Consigne 1: D'après l'extrait sur le poète Davertige, quel est le vrai nom de celui qui signe Davertige ?
Consigne 2: Dans le listing, recopiez à l'identique uniquement les lignes allant de celle qui contient « 256L1 357L3 436L16 » à celle qui contient « positive clicks: (43, 261) », ces deux lignes comprises.

Extrait:
*-*-*

« Il arrive, une fois tous les dix ans et peut-être moins, qu’en lisant un poète inconnu, on reçoive un choc qui, soudain, vous fait éprouver la différence entre la littérature appliquée, intelligente, digne de tous les éloges, et le génie à l’état sauvage… Davertige peut commettre des erreurs et écrire dans une impatience rageuse qui est le contraire de l’art. Qu’importe ! Ce qui est certain, c’est que son recueil contient onze ou douze poèmes d’un élan extraordinaire, d’une originalité toujours fulgurante, d’une imagerie à faire trembler le lecteur… d’ores et déjà, Davertige est l’un de nos rares poètes. » Écrivait le poète Alain Bosquet dans sa préface à « Idem et Autres Poèmes » (1964).
De simples mots qui en disent long sur un poète qui a su danser avec le monde. Villard Denis, connu sous le nom de plume Davertige, fait partie des rares hommes qui ont su allier liberté et passion de vivre. D’une profondeur immense, la poésie de Davertige traverse le temps tout en le défiant d’un sourire. C’est l’histoire d’un homme. C’est l’histoire d’une vie. C’est l’histoire du monde. C’est surtout l’histoire d’un instant capté dans un poème. Un créateur d’éternité. Une invitation à visiter une ville façonnée par un regard amoureux.
Un regard partagé par l’éditeur et poète Rodney Saint-Elois qui témoigne en l’honneur du poète avec ces mots :
« En relisant ces poèmes, je me suis rendu compte que Davertige, tout comme Pessoa, garde la digne discrétion de l’homme qui se perd vite dans la foule, tout en « portant en lui tous les rêves du monde ». Cette Anthologie secrète est un acte de silence, comme le furent la poésie et « La légende de Villard Denis ». La vérité est que toute parole appartient au vent, mais que le vent qui la vole sait également la ramener au port. »

*-*-*

(Données enregistrées)

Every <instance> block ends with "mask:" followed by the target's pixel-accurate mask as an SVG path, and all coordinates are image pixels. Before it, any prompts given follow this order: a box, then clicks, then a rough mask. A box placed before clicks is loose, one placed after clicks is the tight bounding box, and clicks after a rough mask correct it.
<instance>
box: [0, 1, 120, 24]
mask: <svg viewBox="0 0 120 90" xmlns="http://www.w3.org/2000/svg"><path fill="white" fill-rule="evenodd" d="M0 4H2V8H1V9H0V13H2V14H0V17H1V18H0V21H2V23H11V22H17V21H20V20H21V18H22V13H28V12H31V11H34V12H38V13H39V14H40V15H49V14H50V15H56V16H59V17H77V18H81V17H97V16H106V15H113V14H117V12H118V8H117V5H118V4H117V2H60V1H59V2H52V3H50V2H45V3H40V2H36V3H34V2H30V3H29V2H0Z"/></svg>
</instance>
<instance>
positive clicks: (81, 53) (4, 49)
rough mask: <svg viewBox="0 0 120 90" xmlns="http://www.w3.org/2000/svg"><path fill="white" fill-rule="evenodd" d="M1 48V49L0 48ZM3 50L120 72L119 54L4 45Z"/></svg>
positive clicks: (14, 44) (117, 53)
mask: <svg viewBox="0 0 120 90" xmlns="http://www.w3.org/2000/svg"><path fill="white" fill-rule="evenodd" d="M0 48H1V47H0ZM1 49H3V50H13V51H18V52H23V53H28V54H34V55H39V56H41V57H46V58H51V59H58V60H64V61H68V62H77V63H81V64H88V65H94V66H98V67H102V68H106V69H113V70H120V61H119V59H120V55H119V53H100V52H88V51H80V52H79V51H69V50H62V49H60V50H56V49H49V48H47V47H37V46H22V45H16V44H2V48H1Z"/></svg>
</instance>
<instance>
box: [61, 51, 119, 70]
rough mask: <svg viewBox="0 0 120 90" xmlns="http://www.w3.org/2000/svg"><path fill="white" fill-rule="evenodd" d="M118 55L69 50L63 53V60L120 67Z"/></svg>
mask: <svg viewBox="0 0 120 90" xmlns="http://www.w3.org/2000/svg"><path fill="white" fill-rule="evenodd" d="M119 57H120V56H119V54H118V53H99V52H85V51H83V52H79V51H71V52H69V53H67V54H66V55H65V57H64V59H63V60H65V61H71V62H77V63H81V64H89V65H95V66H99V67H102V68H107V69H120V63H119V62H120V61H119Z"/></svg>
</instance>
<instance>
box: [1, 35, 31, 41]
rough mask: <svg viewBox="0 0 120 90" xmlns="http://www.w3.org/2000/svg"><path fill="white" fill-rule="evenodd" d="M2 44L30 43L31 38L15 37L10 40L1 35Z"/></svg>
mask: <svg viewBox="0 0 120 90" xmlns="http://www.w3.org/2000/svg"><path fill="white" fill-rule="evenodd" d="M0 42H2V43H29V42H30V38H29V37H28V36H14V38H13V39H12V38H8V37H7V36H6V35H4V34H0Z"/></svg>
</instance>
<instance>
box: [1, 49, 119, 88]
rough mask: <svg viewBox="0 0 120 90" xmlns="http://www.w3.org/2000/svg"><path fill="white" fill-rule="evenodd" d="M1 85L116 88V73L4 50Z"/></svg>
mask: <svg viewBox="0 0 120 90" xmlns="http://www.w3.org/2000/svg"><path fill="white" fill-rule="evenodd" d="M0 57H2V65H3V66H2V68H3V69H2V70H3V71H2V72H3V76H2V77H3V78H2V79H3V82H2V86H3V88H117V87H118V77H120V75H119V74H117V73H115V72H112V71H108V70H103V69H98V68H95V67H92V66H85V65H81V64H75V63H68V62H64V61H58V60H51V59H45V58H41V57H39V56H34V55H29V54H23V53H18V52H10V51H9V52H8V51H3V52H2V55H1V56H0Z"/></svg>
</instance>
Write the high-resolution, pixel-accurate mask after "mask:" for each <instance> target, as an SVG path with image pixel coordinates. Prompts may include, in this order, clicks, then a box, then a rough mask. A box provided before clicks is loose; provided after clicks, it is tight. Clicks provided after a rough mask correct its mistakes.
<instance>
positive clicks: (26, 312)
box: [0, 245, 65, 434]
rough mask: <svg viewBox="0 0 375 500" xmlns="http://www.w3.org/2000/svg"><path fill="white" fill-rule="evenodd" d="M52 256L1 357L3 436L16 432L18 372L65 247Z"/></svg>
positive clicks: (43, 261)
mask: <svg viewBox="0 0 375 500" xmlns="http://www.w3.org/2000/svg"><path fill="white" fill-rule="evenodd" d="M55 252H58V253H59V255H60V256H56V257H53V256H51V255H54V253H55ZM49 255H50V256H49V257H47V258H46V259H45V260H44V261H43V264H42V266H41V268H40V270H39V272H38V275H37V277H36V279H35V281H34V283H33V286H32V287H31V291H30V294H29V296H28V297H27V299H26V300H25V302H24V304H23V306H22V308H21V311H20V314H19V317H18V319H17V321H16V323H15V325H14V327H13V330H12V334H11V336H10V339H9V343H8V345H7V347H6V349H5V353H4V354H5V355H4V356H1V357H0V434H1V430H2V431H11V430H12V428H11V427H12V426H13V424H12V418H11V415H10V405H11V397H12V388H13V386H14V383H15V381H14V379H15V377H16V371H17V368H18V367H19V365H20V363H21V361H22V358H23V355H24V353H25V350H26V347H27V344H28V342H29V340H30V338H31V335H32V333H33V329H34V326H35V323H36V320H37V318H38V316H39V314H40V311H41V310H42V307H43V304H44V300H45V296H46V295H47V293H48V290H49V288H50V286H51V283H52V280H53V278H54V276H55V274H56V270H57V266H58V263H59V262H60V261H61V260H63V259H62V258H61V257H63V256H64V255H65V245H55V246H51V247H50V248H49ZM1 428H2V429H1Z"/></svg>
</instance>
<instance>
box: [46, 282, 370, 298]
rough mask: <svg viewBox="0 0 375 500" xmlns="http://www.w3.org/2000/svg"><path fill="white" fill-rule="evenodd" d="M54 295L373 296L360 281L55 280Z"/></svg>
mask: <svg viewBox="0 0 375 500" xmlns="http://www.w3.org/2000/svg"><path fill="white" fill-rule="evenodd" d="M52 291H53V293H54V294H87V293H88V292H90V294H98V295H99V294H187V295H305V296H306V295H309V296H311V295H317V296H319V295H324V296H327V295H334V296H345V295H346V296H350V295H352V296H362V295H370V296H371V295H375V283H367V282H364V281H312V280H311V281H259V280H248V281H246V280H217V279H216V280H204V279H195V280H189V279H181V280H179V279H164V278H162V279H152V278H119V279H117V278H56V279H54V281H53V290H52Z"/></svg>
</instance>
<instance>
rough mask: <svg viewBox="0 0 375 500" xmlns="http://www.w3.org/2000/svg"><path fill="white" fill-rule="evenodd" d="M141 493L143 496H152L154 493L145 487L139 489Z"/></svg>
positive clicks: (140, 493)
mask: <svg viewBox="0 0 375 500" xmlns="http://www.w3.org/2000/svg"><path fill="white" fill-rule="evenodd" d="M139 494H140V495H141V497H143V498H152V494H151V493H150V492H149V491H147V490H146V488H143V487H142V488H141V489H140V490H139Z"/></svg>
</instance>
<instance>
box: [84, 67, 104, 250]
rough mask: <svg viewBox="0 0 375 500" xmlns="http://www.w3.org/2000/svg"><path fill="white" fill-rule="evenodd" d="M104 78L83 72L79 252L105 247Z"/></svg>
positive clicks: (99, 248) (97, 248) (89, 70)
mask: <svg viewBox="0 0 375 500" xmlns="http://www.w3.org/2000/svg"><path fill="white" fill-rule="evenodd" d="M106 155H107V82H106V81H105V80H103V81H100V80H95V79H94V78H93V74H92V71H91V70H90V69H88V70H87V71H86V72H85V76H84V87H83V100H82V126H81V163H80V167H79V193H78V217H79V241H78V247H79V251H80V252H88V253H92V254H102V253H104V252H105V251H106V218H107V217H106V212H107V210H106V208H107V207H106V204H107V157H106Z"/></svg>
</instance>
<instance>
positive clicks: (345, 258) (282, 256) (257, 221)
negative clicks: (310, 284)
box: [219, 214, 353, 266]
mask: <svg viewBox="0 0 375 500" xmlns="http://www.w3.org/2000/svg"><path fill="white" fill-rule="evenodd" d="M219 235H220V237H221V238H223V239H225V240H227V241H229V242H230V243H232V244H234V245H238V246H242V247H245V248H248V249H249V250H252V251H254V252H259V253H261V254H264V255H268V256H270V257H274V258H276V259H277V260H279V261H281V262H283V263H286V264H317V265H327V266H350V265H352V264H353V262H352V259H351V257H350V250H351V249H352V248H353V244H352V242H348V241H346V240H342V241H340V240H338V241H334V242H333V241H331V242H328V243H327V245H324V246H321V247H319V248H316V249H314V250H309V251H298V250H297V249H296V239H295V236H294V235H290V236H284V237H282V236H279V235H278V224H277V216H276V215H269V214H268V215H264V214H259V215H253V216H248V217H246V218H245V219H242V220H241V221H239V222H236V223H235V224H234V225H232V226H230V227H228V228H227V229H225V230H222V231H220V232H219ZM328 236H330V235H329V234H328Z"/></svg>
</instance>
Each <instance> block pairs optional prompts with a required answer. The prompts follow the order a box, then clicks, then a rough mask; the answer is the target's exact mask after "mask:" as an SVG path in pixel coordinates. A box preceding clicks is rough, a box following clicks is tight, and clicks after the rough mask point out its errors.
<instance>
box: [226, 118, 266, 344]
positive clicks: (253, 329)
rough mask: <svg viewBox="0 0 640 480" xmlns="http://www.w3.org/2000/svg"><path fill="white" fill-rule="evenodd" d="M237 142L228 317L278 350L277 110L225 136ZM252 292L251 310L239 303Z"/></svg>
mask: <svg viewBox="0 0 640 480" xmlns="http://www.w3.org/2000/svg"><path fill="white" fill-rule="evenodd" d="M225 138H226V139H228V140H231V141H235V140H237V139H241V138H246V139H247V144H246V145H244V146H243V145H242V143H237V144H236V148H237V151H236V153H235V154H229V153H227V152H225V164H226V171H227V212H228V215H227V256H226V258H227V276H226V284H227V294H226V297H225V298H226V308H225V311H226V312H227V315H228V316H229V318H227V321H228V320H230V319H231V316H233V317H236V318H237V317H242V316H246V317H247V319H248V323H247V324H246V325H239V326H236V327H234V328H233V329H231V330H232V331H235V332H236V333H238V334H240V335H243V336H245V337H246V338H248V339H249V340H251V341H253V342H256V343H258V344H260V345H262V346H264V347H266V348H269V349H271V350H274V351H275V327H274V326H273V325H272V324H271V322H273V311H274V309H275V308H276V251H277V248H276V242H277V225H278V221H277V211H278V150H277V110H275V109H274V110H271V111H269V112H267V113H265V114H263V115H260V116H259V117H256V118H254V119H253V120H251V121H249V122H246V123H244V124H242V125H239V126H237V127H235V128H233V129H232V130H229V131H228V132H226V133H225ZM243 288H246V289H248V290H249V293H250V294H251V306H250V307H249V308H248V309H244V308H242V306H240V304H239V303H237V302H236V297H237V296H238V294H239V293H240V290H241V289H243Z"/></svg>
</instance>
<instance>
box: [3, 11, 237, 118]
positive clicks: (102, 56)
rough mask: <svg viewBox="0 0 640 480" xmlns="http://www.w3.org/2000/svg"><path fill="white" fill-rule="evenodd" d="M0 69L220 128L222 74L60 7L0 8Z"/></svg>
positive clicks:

*-*-*

Corrigé 1: Villard Denis.

Corrigé 2:
rough mask: <svg viewBox="0 0 375 500" xmlns="http://www.w3.org/2000/svg"><path fill="white" fill-rule="evenodd" d="M52 256L1 357L3 436L16 432L18 372L65 247Z"/></svg>
positive clicks: (43, 261)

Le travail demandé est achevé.